▸ EXERCISE INSTRUCTIONS: Without the pictures, return each record as it appears.

---- ENTRIES SUPPLIED

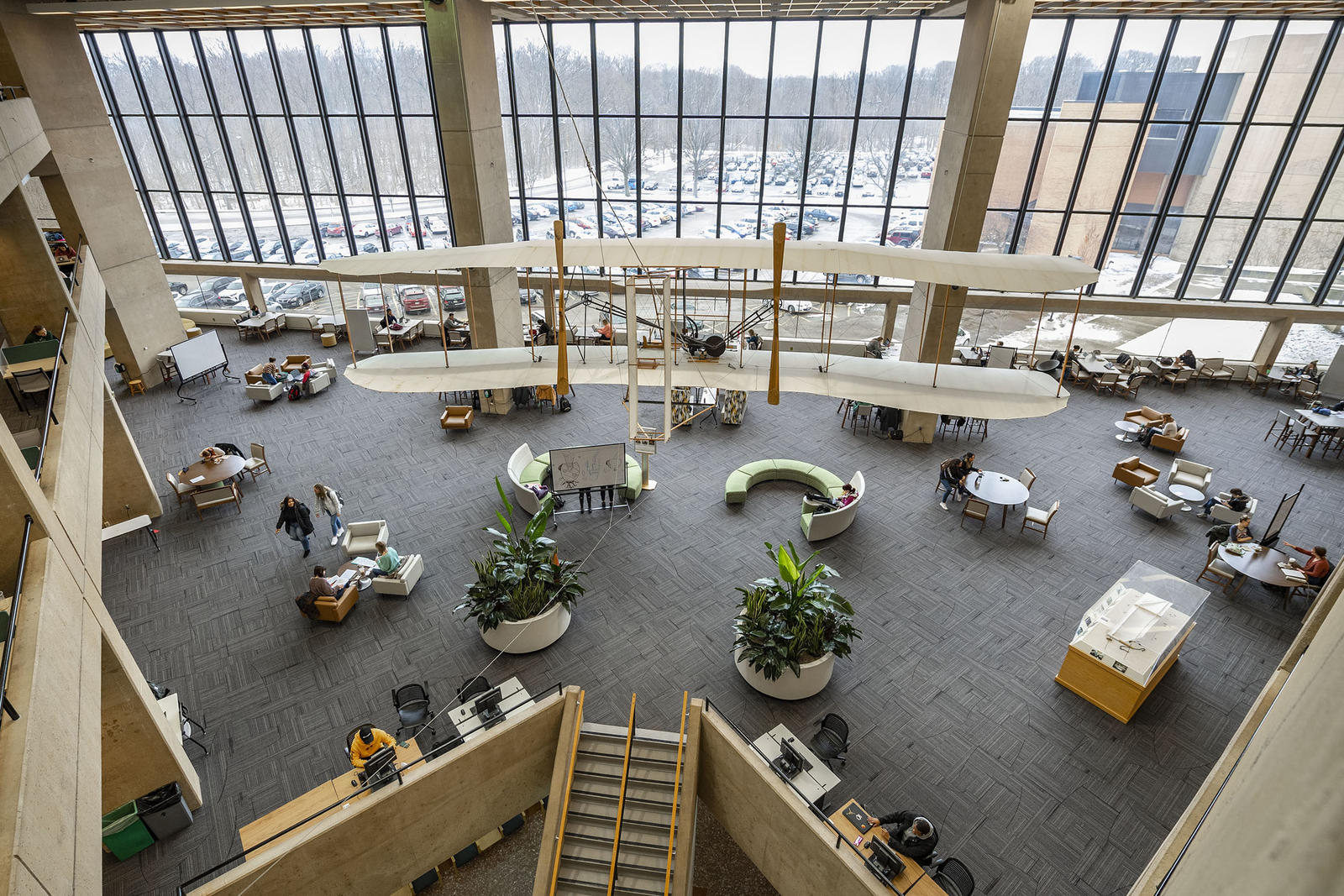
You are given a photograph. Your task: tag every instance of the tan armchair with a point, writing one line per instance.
(1147, 417)
(1173, 443)
(333, 609)
(457, 417)
(1135, 473)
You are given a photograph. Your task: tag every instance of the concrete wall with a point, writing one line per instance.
(390, 837)
(768, 821)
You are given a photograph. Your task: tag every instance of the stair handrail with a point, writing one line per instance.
(676, 785)
(569, 786)
(620, 802)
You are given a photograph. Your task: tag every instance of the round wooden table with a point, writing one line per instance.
(998, 488)
(230, 466)
(1263, 567)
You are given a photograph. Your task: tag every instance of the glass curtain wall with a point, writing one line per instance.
(280, 145)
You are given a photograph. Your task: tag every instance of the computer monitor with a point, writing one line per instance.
(885, 860)
(488, 707)
(790, 762)
(380, 768)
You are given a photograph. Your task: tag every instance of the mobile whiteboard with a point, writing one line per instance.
(197, 356)
(588, 466)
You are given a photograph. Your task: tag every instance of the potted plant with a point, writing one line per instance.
(790, 627)
(523, 591)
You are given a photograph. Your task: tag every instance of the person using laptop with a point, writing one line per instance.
(366, 741)
(909, 833)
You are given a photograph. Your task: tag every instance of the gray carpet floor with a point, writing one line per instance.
(949, 694)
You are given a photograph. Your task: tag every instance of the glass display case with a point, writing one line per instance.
(1129, 638)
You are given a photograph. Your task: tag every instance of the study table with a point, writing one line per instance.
(913, 880)
(316, 799)
(512, 694)
(815, 782)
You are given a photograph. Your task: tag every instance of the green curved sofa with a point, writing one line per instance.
(743, 479)
(539, 468)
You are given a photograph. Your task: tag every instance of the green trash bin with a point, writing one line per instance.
(124, 833)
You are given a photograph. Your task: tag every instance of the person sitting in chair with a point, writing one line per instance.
(911, 835)
(1236, 501)
(1317, 567)
(387, 559)
(366, 741)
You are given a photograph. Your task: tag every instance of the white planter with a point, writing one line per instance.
(813, 676)
(530, 634)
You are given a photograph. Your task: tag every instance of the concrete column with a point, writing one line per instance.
(1272, 343)
(87, 183)
(31, 291)
(983, 85)
(461, 55)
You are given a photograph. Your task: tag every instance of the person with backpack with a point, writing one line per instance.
(296, 520)
(326, 499)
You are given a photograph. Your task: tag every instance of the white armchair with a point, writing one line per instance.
(405, 578)
(1225, 513)
(265, 391)
(1152, 501)
(523, 496)
(360, 537)
(1196, 476)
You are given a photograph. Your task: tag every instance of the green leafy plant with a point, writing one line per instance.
(793, 617)
(522, 575)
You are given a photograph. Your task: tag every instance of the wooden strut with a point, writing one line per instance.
(1068, 344)
(562, 359)
(443, 333)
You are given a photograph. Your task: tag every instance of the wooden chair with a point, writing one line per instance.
(1216, 571)
(217, 496)
(1039, 520)
(257, 463)
(976, 510)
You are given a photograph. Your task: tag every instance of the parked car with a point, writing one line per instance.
(414, 298)
(300, 295)
(452, 297)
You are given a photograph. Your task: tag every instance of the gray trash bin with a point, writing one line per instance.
(165, 812)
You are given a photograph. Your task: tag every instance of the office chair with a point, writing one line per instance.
(832, 739)
(953, 878)
(470, 688)
(412, 703)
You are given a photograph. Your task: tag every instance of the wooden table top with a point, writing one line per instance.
(226, 469)
(1263, 567)
(913, 880)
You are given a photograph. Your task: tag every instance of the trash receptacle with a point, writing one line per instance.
(124, 833)
(165, 812)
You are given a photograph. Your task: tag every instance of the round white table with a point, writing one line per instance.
(1263, 567)
(1186, 493)
(998, 488)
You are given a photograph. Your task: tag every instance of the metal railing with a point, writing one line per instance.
(820, 815)
(51, 398)
(569, 786)
(620, 802)
(13, 624)
(437, 752)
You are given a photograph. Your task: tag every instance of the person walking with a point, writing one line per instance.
(296, 520)
(326, 499)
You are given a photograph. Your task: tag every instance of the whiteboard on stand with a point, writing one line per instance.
(588, 466)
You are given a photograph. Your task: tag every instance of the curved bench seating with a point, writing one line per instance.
(524, 469)
(815, 526)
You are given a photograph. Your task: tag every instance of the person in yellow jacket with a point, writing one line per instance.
(366, 743)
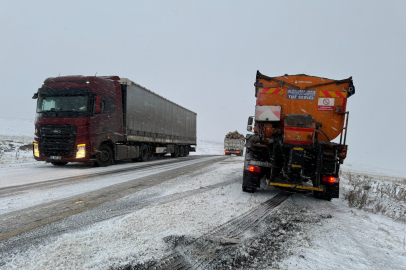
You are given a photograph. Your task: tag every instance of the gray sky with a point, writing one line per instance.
(204, 55)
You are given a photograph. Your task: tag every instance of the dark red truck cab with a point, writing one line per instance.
(93, 120)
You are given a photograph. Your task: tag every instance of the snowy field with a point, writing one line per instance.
(364, 229)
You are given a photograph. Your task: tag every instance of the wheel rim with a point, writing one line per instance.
(104, 156)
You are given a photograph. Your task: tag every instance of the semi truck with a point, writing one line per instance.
(234, 144)
(297, 117)
(100, 119)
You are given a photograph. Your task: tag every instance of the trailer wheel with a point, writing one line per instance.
(105, 156)
(176, 153)
(58, 163)
(144, 153)
(182, 151)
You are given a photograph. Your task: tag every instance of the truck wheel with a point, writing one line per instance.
(176, 153)
(144, 153)
(321, 196)
(181, 151)
(105, 156)
(58, 163)
(249, 183)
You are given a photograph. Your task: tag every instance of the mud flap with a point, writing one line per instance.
(251, 180)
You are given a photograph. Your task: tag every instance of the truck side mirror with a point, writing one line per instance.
(97, 107)
(250, 120)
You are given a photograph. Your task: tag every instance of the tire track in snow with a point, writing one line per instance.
(6, 191)
(184, 259)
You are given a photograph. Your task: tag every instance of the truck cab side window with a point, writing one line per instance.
(108, 105)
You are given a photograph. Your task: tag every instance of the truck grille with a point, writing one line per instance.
(57, 140)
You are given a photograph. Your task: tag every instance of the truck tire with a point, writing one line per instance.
(144, 153)
(58, 163)
(105, 156)
(321, 196)
(181, 151)
(249, 183)
(176, 153)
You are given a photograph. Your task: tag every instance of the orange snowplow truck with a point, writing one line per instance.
(297, 117)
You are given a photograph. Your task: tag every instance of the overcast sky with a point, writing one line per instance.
(204, 55)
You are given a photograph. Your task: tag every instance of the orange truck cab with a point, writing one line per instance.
(297, 117)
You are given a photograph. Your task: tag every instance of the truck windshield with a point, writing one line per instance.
(63, 104)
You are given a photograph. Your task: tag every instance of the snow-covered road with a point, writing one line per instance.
(180, 216)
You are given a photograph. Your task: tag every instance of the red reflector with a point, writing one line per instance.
(330, 179)
(253, 169)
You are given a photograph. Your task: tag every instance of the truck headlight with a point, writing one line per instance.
(81, 151)
(36, 150)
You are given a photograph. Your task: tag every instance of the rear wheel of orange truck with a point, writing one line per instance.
(58, 163)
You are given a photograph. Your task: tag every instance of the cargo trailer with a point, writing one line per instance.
(106, 118)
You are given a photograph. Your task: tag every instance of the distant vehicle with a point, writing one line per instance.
(101, 119)
(234, 143)
(297, 117)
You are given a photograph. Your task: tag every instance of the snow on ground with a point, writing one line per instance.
(138, 237)
(350, 239)
(16, 136)
(372, 170)
(209, 147)
(35, 196)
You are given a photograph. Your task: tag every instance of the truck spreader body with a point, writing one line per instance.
(105, 118)
(297, 117)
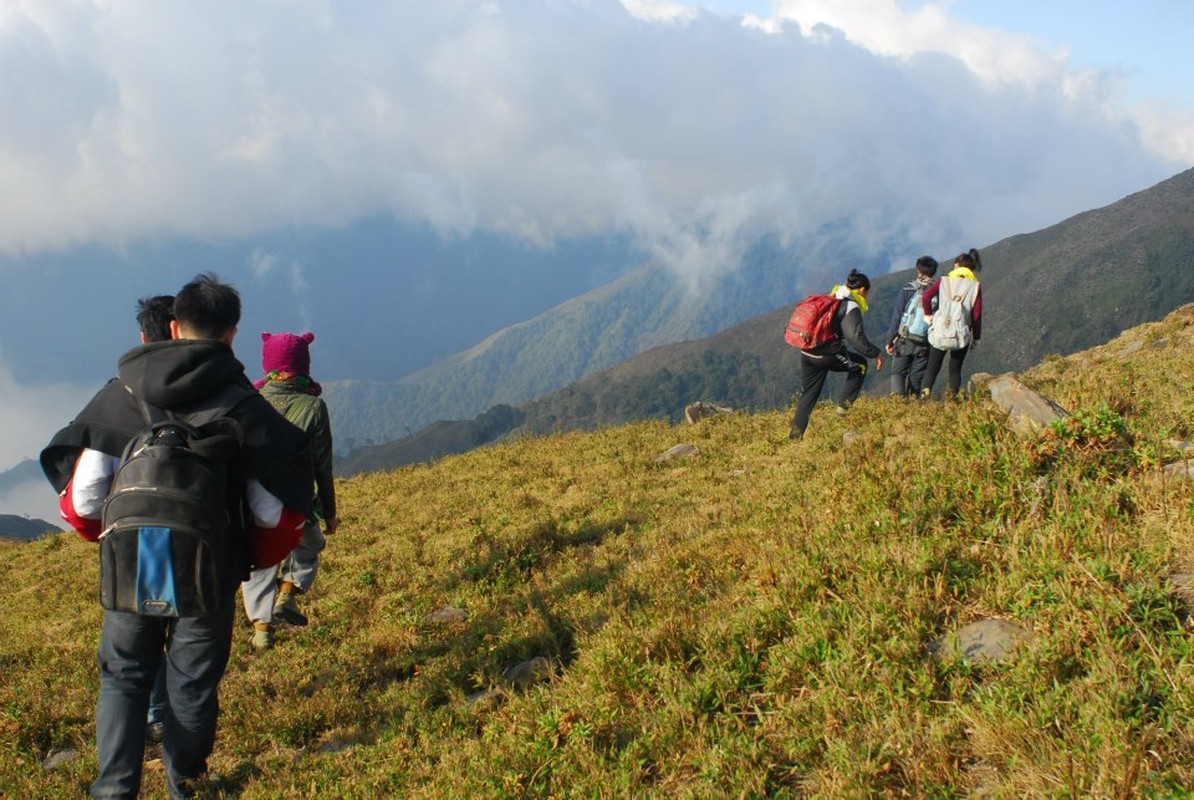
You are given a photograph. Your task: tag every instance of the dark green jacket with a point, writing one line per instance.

--------

▸ FULL OUTPUT:
You are given a photograph. Your task: tag every instance of the tan armchair with a point, writing one line per instance.
(1147, 417)
(1173, 443)
(333, 609)
(457, 417)
(1135, 473)
You are given a photograph. Your task: tag every instance of the concrete wall with a point, writing one line per instance.
(390, 837)
(768, 821)
You are given a photograph. Your task: tag every instance of the stair handrail with a point, writing one line per instance.
(676, 785)
(569, 786)
(620, 802)
You are given a photograph. Your task: tag every instance of the round wooden table with a point, writing one line per instance.
(998, 488)
(230, 466)
(1263, 567)
You are given a photograph. Your task: tag every instance of the glass curtain wall with a point, writing one line per instance.
(280, 145)
You are given a photograph. Your task: tag every instance of the computer monitor with a point, writing one line per instance.
(885, 860)
(488, 707)
(790, 762)
(380, 768)
You are given a photograph. Your task: tag every instance of the mobile whiteboard with a point, writing one line per instance.
(197, 356)
(588, 466)
You are given a photograph. Your task: tag every instance of the potted plant with a point, writing one line per instance.
(790, 627)
(523, 591)
You are given a photograph. Your task: tag every instance of the person using laptop with a point, writing one line per instance.
(366, 741)
(909, 833)
You are given a photograph. Your task: tag every instance of the gray carpet floor with a point, writing one line per instance.
(949, 694)
You are given a photograph. Your task: tag every instance of the glass display case with a point, writing one line per instance.
(1129, 638)
You are given a photograph. Your task: tag every instance of the study table with a point, writing one line per instance.
(913, 880)
(316, 799)
(512, 694)
(815, 782)
You are given a photograph. Your task: tag every instance of the green curved sofa with a point, writing one line per instance.
(743, 479)
(539, 468)
You are given a photograph. Your task: tag every instance of the green trash bin with a point, writing one line per instance.
(124, 833)
You are given a photograph. Your task: tag every instance of the person sitting in chair with a point, writing one line per instance.
(911, 835)
(1236, 501)
(1317, 567)
(387, 559)
(366, 741)
You are given a photograph. Your task: tag every instance of the white planter with a point, writing one line per instance.
(813, 676)
(530, 634)
You are given a photograph. Your task: tag every instance of the concrete column with a point, writing one line per instance.
(1272, 343)
(87, 183)
(31, 291)
(983, 85)
(461, 55)
You are given a photograph. Your task: tag every instance of the person with backpack with a point, writing one line per instance.
(296, 520)
(326, 499)
You are given a photograph. Your task: tag every instance of the white armchair with a point, writing one line per instance.
(405, 578)
(1225, 513)
(265, 391)
(1152, 501)
(523, 496)
(360, 537)
(1196, 476)
You are given a photograph. Your task: tag every instance of the green leafy plant with a point, writing one line per instance.
(793, 617)
(522, 575)
You are given a photograph. Your task: tag every instance of the wooden strut with a point, writing one line per instance.
(1068, 344)
(562, 359)
(443, 333)
You are given a photograph. Your task: tag every instance of the wooden chair with a point, writing one line per instance.
(1216, 571)
(217, 496)
(1039, 520)
(257, 463)
(976, 510)
You are given a photograph. Your task: tag every instance of the parked car with a point, writing one line per instance.
(414, 298)
(300, 295)
(452, 297)
You are given a photograph. Your task: tag every instance of the gray trash bin with a point, writing one line per instance.
(165, 812)
You are given a photograph. Your task: tag every instance of the office chair with a point, writing one line per instance.
(832, 739)
(953, 878)
(470, 688)
(412, 703)
You are given a photograph. Your task: tag every instance of the wooden table top with a point, writing one line per instance.
(226, 469)
(1263, 567)
(913, 880)
You are given a photograph. Your task: tag every instance of the trash receptacle with a point, writing one line per instance.
(124, 833)
(165, 812)
You are given a photograph. Your task: tag every instance of the round white table with a point, writing one line per instance.
(1263, 567)
(1186, 493)
(998, 488)
You are given a photograph. Your task: tag every instance of the metal railing with a point, writing one line per instance.
(820, 815)
(51, 398)
(569, 786)
(620, 802)
(13, 624)
(437, 752)
You are given a photograph. Your task: tag every instance of the person walking with a point, writing one line per instance.
(296, 520)
(326, 499)
You are given a photograph. Your task: tag every instance of the whiteboard on stand with a point, writing one line per instance.
(588, 466)
You are given a photograph. Your task: tag every instance of the curved bench seating with a point, writing one line per instance.
(524, 469)
(815, 526)
You are given a photograph. Your task: tag every instance of the person in yellow jacket with a point, writing one line per instance.
(366, 743)
You are given a photograph. Your task: tag every instance of the gray sky with a point, writing one line per instance.
(204, 55)
You are given a photograph. Your task: tag every instance of the dark red truck cab with a point, writing one line per instance.
(93, 120)
You are given a photograph. Your task: tag every instance of the snowy field with a point, writing one line per instance.
(364, 229)
You are given a photograph. Your task: tag every instance of the wheel rim with a point, writing one line per instance.
(104, 156)
You are given a photograph. Your task: tag every instance of the semi truck with a point, writing one line per instance.
(234, 144)
(297, 117)
(100, 119)
You are given a photograph. Your task: tag every instance of the trailer wheel with a point, writing one line per instance.
(105, 156)
(176, 153)
(58, 163)
(144, 153)
(182, 151)
You are given a photograph. Your task: tag every instance of the truck wheel with a point, writing one line per instance.
(176, 153)
(144, 153)
(321, 196)
(181, 151)
(105, 156)
(58, 163)
(249, 183)
You are given a photograph. Your task: tag every instance of the mud flap with a point, writing one line per instance.
(251, 180)
You are given a photograph. Your task: tag every instance of the truck side mirror with a point, writing one line per instance.
(97, 107)
(250, 120)
You are given a photograph. Your task: tag every instance of the tire track in snow with a point, writing one line per instance.
(6, 191)
(184, 259)
You are given a photograph. Your task: tag every instance of the truck cab side window with a point, writing one line per instance.
(108, 105)
You are given a photograph. Your task: tag every instance of the truck grille with a point, writing one line per instance.
(57, 140)
You are given a photograph. Your task: tag every instance of the truck tire with a point, writing one line per instance.
(144, 153)
(58, 163)
(105, 156)
(321, 196)
(181, 151)
(249, 183)
(176, 153)
You are given a photograph. Your task: tag every instance of the orange snowplow truck with a point, writing one line per instance.
(297, 117)
You are given a photograph. Your task: tag every instance of the overcast sky with a point, writing one line per instance.
(204, 55)
You are given a photograph. Your task: tag every instance of the orange truck cab with a point, writing one line per instance.
(297, 117)
You are given a photograph. Your task: tag every instance of the truck windshield with a point, writing one line per instance.
(63, 104)
You are given a photograph. Your task: tag every instance of the snow-covered road with a point, writing one line per instance.
(180, 216)
You are given a photograph. Your task: tag every instance of the red reflector with a point, writing one line per instance.
(330, 179)
(253, 169)
You are given a photograph. Your task: tag every instance of the truck headlight with a point, writing one line per instance.
(81, 151)
(36, 150)
You are given a photograph. Your task: tag every instance of the rear wheel of orange truck with a point, writing one line per instance.
(58, 163)
You are given a photograph. Your task: tag every instance of the cargo trailer with a point, writing one line per instance.
(106, 118)
You are given a photograph. Your task: tag every instance of the distant vehicle with a point, writing one line per instance.
(101, 119)
(234, 143)
(297, 117)
You are given a photograph. Your task: tag every instance of the snow on ground with a point, writing one line per instance.
(138, 237)
(350, 239)
(16, 136)
(372, 170)
(209, 147)
(35, 196)
You are given a photograph. Your task: tag every instance of the truck spreader body with a point, writing one line per instance.
(105, 118)
(297, 117)
You are given a photograph. Your task: tag every instance of the dark green jacket with a point, writing one line per instance.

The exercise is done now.